◆ **Texto proporcionado**
__________

Exceptuando por una parte los sainetes, bailes, fines de fiesta, etc., es decir el género calificado con frecuencia de «menor», no concernido por la prohibición, y tratando por otra de salvar mal que bien la dificultad nacida de la escasa documentación relativa a algunos «años negros», se puede calcular en unas 1570 las comedias, tragedias, «piezas», obras líricas y «dramas» representados de 1708 hasta finales de 1800 -año de la aparición, en diciembre, del tomo primero del Teatro Nuevo Español-, y en 1670, cien más, las puestas en cartel desde la misma fecha inicial hasta 1802 inclusive -que es adonde llega la Lista de 1803-, en los   —361→   dos (y al concluir el período, tres) teatros públicos madrileños.16 A primera vista, pues, los 614 y 775 títulos de obras recogidas en esas respectivas publicaciones suponen un porcentaje verdaderamente asombroso, y parecen justificar ciertos aspavientos de indignación, sin que valga en este caso lo de la paja y la viga: ¡un 39 y un 46 por ciento! ¡Vaya paja en efecto!

__________

◆ **Datos recopilados**
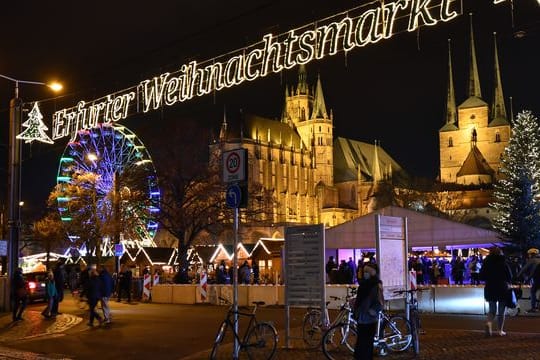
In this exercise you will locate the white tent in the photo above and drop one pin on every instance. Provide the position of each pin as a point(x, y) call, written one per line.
point(423, 231)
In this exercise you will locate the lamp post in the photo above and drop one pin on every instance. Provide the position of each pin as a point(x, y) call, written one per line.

__________

◆ **Tareas por realizar**
[a] Responde brevemente estas preguntas sobre el texto del teatro madrileño:
(i) ¿Qué piezas forman el género que queda fuera del cálculo por no estar afectado por la prohibición?
(ii) ¿En qué mes y año apareció el tomo primero del Teatro Nuevo Español?
(iii) ¿Hasta qué año llega la Lista de 1803?
[b] Reescribe de forma más breve el párrafo del texto del teatro madrileño que empieza con «Exceptuando por una parte», sin perder sus datos principales.
[c] Prosigue el texto del teatro madrileño a partir de su última frase.

◆ **Las respuestas**
[a]
(i) Los sainetes, bailes, fines de fiesta, etc., es decir, el género calificado con frecuencia de «menor».
(ii) En diciembre de 1800.
(iii) Hasta 1802 inclusive.

[b] Si se excluye el género «menor» (sainetes, bailes, fines de fiesta), no afectado por la prohibición, y pese a la escasa documentación de algunos «años negros», puede calcularse lo siguiente. Entre 1708 y finales de 1800 se representaron unas 1570 obras en los teatros públicos de Madrid, que fueron dos y, al concluir el período, tres. En diciembre de 1800 apareció el tomo primero del Teatro Nuevo Español. Hasta 1802 inclusive, fecha a la que llega la Lista de 1803, se representaron unas 1670. Los 614 y 775 títulos recogidos respectivamente en esas publicaciones equivalen a un 39 y un 46 por ciento. A primera vista es un porcentaje asombroso que parece justificar cierta indignación.

[c]
Sin embargo, como se ha advertido ya, entre las obras recogidas figuran primero, y no es poco, los autos sacramentales y las comedias de santos y Escritura comprendidas en la Real Orden de 1765, y, por lo mismo, no repuestas desde entonces; en el citado inventario de Ramos, que es el único que nos queda, son ya 22 autos,17 y más de 130 comedias (110 en la primera lista, otras 20 en el legajo último de la de 1803);18 de la cuarentena de piezas de tema profano pertenecientes a la misma compañía que también se hallaron en la Contaduría, se recogieron 23; pero lo más importante es que éstas, en su inmensa mayoría, por no decir totalidad, eran, como las anteriores, antiguas o no se habían repuesto desde hacía años o, más bien, decenios: 20 de ellas llevaban de 18 a 78 temporadas sin representar; El parecido en la corte, repuesta en cambio regularmente hasta entonces, logró el indulto en 1800 aunque no en 1803; y también cayó la inmortal Marta, aún tan «revoluntina» como en 1716, pues alcanzó por su parte el año de 1796; solamente una «nueva», recién estrenada (1798), La esclava del Negroponto,19 compartió la triste suerte de aquéllas.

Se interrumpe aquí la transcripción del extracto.